**TASK OBJECTIVE**
The lines to repeat are those below from the one containing "Q: Tag each instance of the brown vegetation" down to the one containing "Q: Tag each instance of the muddy", both included; reproduce them exactly and nothing else.

**RECORDS SHOWN**
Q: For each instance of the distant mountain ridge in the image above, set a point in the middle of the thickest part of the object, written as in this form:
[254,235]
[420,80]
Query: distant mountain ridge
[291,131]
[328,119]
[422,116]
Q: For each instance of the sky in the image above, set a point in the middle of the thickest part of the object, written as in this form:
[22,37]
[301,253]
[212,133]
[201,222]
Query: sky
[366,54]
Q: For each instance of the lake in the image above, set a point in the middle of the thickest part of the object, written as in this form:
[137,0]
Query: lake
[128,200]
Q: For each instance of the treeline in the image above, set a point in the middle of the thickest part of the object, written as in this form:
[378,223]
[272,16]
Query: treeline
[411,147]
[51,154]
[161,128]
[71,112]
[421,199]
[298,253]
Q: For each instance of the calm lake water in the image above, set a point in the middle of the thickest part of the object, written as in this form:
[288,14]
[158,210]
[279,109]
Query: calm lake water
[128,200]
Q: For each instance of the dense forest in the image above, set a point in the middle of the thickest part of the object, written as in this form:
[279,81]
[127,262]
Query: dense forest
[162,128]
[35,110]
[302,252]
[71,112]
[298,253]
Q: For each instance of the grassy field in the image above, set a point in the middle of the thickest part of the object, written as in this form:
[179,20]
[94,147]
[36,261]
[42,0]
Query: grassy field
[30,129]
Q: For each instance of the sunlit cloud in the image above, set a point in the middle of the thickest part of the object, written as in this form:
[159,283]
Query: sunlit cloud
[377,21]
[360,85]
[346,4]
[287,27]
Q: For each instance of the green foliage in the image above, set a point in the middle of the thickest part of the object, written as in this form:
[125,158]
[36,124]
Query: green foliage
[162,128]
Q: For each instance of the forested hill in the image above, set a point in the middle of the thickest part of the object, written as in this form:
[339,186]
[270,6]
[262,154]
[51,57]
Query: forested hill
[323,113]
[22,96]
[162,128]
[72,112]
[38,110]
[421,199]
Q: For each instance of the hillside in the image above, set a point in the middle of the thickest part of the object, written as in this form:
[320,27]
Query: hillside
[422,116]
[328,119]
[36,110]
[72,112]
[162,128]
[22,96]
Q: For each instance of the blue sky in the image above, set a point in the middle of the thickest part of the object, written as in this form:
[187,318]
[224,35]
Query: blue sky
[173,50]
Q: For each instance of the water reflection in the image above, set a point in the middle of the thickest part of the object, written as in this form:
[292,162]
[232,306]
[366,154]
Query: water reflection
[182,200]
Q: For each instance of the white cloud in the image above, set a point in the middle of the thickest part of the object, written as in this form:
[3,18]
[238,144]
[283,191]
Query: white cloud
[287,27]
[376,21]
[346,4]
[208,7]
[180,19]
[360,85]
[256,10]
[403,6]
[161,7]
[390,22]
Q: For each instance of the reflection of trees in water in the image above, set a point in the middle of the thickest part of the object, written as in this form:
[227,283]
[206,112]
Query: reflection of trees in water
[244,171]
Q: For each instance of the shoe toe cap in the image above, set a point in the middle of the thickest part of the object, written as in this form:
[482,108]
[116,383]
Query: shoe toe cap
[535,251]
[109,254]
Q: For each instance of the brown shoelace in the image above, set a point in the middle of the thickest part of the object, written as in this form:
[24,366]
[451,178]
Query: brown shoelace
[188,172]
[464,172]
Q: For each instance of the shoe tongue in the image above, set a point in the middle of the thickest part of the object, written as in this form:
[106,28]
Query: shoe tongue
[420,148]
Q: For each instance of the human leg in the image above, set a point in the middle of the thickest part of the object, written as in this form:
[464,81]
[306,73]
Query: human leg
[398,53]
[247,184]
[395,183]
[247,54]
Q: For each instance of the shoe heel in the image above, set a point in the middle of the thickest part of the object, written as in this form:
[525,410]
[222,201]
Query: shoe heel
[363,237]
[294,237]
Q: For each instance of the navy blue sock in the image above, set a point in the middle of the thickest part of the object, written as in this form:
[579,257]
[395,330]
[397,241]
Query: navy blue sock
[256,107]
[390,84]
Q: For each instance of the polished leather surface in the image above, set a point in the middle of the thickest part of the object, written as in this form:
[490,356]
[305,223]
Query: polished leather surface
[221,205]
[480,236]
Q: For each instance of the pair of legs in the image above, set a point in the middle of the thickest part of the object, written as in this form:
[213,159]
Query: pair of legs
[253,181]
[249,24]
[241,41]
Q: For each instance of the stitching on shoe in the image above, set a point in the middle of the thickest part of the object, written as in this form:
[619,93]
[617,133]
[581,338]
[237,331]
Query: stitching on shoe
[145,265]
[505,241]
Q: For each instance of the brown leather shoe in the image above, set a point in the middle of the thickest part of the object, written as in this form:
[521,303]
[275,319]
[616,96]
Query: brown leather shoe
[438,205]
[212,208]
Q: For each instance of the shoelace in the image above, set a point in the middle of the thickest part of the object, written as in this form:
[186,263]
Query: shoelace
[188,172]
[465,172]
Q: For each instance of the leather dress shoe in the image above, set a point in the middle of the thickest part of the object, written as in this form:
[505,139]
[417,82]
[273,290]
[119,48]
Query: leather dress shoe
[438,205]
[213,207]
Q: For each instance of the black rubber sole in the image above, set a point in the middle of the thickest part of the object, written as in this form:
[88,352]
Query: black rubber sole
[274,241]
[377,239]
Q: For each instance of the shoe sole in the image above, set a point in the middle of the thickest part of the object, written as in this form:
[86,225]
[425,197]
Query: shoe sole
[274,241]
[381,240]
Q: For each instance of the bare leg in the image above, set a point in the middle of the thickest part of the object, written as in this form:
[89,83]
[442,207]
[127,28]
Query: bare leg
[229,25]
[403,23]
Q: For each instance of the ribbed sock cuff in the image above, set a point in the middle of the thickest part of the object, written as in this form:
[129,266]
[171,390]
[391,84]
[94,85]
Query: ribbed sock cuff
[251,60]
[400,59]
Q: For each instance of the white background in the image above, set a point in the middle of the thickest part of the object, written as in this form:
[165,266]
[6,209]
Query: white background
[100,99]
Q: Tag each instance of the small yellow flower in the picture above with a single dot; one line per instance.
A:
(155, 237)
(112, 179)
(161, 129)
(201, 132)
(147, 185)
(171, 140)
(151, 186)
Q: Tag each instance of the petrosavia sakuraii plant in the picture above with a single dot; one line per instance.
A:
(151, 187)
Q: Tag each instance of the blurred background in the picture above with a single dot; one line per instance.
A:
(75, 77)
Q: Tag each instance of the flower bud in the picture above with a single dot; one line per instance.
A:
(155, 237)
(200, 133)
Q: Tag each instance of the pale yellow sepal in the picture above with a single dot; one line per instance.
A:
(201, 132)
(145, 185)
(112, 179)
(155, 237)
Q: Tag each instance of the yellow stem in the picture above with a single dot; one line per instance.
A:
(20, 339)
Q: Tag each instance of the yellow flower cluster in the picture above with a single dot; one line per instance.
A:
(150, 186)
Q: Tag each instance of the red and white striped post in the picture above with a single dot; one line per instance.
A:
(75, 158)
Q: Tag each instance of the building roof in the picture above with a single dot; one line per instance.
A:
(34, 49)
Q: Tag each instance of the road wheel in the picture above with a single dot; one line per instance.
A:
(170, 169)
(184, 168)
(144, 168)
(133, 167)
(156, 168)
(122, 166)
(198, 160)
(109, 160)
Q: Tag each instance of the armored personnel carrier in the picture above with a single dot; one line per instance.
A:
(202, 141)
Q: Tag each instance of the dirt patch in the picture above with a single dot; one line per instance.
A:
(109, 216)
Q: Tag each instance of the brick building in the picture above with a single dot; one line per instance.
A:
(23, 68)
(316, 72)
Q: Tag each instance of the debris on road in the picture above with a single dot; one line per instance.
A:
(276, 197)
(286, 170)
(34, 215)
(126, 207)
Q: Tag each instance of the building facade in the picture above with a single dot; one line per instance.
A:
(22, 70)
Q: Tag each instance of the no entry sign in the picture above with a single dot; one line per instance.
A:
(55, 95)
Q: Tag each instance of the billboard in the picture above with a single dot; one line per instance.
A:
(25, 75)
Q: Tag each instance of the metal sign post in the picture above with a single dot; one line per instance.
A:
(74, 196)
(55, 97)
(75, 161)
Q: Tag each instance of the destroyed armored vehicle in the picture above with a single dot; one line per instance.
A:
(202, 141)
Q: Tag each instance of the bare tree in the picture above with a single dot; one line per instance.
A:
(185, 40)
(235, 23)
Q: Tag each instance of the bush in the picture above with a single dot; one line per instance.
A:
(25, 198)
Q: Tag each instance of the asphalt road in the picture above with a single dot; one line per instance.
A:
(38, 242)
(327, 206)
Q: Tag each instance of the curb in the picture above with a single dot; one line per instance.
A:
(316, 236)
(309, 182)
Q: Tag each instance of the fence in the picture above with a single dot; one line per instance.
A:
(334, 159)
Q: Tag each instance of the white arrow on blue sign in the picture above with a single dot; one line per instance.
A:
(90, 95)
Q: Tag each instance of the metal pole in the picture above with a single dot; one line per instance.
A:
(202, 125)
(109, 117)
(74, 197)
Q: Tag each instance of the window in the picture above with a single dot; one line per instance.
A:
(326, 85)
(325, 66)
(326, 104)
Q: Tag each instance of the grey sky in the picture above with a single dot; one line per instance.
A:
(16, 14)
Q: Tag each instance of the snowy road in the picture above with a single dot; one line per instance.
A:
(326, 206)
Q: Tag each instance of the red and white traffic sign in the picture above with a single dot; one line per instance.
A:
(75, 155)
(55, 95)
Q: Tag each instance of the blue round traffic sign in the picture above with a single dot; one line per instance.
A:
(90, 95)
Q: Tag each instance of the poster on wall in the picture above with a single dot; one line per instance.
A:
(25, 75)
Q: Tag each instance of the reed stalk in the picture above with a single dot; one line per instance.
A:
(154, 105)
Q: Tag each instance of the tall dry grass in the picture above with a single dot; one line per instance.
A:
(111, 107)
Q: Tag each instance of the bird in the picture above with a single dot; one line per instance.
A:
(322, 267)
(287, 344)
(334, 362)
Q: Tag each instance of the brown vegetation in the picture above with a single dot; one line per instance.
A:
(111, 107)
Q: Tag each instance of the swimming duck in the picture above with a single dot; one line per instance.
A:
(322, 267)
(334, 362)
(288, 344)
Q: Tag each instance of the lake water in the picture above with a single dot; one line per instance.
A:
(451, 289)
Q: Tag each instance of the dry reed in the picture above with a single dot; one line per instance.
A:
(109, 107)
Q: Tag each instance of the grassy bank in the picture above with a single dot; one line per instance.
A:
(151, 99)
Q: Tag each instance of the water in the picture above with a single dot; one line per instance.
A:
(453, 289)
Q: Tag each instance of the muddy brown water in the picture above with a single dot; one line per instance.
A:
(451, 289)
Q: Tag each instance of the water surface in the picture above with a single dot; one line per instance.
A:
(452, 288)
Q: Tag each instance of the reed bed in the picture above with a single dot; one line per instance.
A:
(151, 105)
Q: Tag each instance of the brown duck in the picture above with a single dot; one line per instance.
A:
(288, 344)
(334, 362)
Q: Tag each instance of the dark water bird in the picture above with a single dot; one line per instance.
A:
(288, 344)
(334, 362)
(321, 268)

**EXERCISE ANSWER**
Q: Tag each instance of the brown vegetation in the picture above with a single dot; one line per instance.
A:
(111, 107)
Q: Tag each instance of the swimming duck in the picture above with a single dot; one line per instance.
A:
(322, 267)
(334, 362)
(288, 344)
Q: Tag each instance of the lake water in the picture above with a single dot; one line per instance.
A:
(451, 289)
Q: Tag each instance of the dry reed in the picture above with a single dot; one line per instance.
A:
(109, 107)
Q: Tag each instance of the grassy bank in the picture above with a single dot; one line per instance.
A:
(151, 99)
Q: Tag each instance of the water in the picture above with a single dot; one line per instance.
A:
(453, 289)
Q: Tag each instance of the muddy brown water in the picture above with a single dot; one line per instance.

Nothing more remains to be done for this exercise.